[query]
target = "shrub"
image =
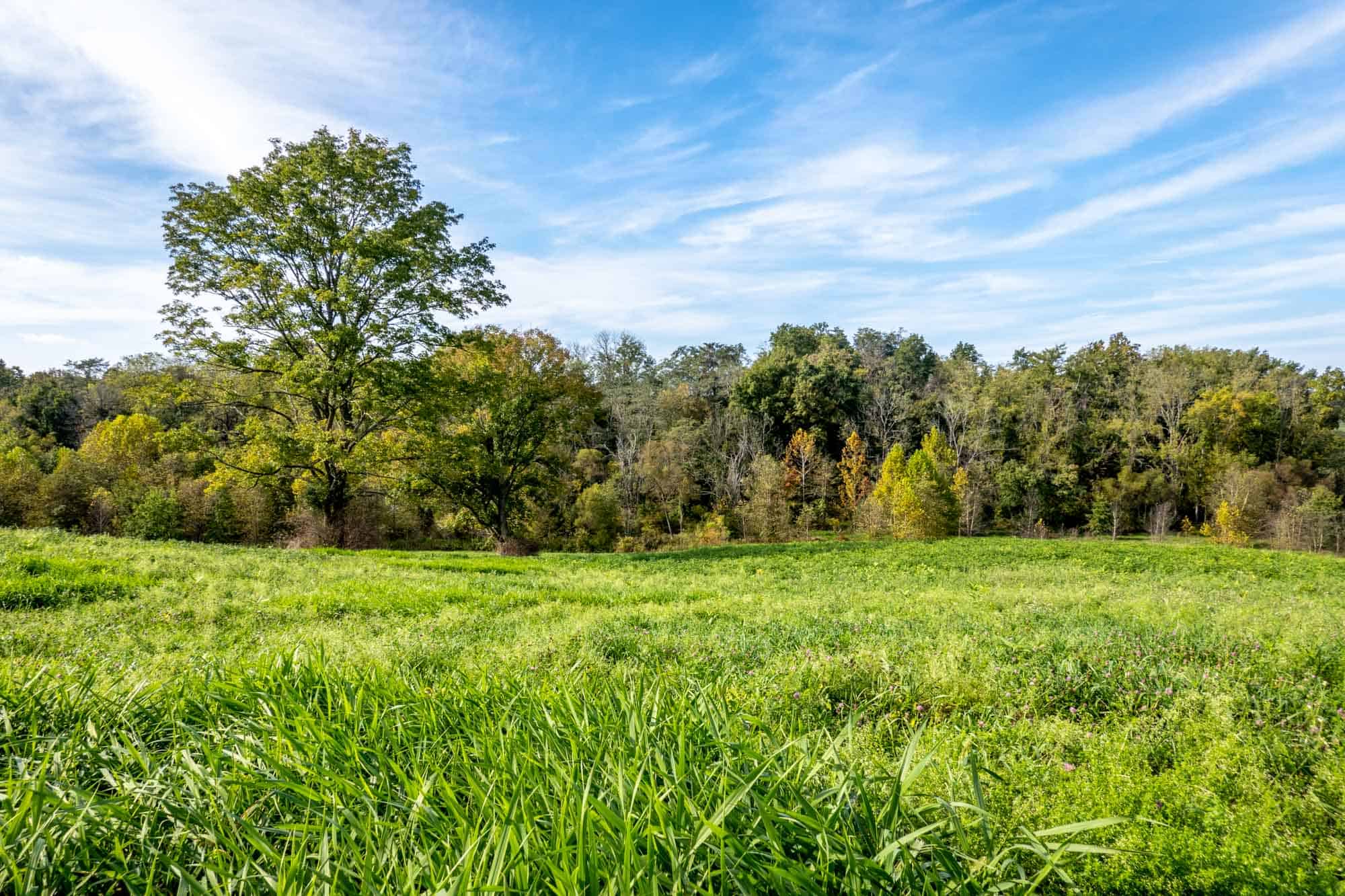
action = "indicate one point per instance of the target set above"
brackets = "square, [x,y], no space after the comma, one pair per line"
[598,517]
[714,530]
[157,517]
[766,514]
[1230,526]
[21,479]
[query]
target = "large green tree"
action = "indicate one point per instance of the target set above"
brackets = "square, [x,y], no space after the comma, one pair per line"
[334,279]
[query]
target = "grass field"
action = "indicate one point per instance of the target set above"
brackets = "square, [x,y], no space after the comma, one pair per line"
[817,717]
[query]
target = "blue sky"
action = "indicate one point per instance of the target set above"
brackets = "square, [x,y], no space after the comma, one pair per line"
[1013,173]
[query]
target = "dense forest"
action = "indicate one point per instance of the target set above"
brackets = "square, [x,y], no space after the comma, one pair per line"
[325,400]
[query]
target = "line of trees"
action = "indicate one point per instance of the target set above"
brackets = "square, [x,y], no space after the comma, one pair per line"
[314,392]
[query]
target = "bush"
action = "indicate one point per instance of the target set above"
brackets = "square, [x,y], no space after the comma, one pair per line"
[21,479]
[157,517]
[714,530]
[598,516]
[1230,526]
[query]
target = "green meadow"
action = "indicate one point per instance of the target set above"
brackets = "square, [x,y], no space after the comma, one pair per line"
[833,716]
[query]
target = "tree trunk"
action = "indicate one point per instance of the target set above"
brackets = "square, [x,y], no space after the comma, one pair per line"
[336,503]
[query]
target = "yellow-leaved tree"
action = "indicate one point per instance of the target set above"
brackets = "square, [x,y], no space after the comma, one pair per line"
[919,493]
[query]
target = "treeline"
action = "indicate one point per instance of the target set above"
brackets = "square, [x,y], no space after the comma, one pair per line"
[601,447]
[322,397]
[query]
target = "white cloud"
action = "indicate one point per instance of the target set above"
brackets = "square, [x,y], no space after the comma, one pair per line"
[48,339]
[1114,123]
[1272,155]
[48,292]
[703,71]
[1291,224]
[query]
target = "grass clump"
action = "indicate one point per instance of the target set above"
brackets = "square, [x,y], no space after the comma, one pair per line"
[32,581]
[303,776]
[467,705]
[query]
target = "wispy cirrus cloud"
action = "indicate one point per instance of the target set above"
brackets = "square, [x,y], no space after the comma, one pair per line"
[703,71]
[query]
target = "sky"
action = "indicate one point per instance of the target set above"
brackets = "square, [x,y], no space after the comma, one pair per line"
[1011,174]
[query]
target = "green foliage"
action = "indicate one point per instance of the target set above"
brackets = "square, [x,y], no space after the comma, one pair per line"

▶ [OBJECTIVE] Write out all the entries word for word, but skip any images.

▶ [REPLY]
[query]
target = "shrub"
image =
action = "indicate one point per instance of the target set above"
brackets = "square, [x,y], no space after the comma, one pair per line"
[598,517]
[714,530]
[157,517]
[766,514]
[1230,526]
[21,479]
[query]
target = "large green tree"
action = "indicate one point per instance of the target set above"
brackets = "square, [x,y], no space after the comma, one pair per line"
[334,279]
[query]
target = "grass field"
action = "indicate one point per instance of the target set above"
brackets = "square, [x,y], no space after the comma, one pair per line"
[817,717]
[query]
target = "blue sky"
action = "indicate one point per instance of the target set above"
brackets = "square, [x,y], no space after the comma, one pair per line"
[1013,173]
[query]
target = "dense forest"
action = "indicate one point per instance of the target set above"
brackets = "square, [x,y], no space after the comma, one pair per line"
[325,400]
[query]
target = "line of trees"
action = "indicate one point per instance of the target set above"
brackets = "square, [x,y], no space after the comma, one pair per line"
[314,392]
[query]
target = "bush"
action = "indicate one point per instance of the target set above"
brackets = "square, [x,y], no space after the comma, one pair per line"
[21,479]
[157,517]
[714,530]
[598,516]
[1230,526]
[query]
target = "green meadow"
action = "indicate one point per instance of the target set above"
brackets = "square, [x,y], no space after the comma, one pair per line"
[833,716]
[query]
target = "tree trunk"
action = "indicate one point per instance of the target set above"
brackets = "square, [x,y], no space after the comma, one pair per line"
[336,503]
[query]
target = "yellow-leaved tree"
action = "indicate one point per instance of the target set above"
brackets = "square, [x,y], no space after the comma, one pair per line"
[919,493]
[query]
target = "treeline"
action = "indicate one point per instance of the target set above"
brackets = "square, [x,y], no space after the comma, one pair per line"
[601,447]
[322,397]
[query]
target = "white cloud"
action = "indicate one point per instance of the target set above"
brackets = "square, [x,y], no space after the comma, one pair per line"
[48,339]
[1114,123]
[1272,155]
[48,292]
[703,71]
[1291,224]
[query]
target = "grass clump"
action = "indicate one point per instance of the target set above"
brackets = "square, [x,y], no space after the comma, one pair per line"
[32,581]
[303,776]
[467,705]
[query]
target = "wispy cirrus cloud"
action = "indicate one point per instance of the target set above"
brackets = "square, [x,y], no space after the comma, one pair per line"
[703,71]
[query]
target = "sky"
action = "indicate one point per instance of the target set above"
brackets = "square, [x,y], no space after the comma, one pair per line"
[1011,174]
[query]
target = "green foliage"
action = "indicate one point per instance of the target set above"
brackets = "square, [x,y], no space after the comma, one pair per line"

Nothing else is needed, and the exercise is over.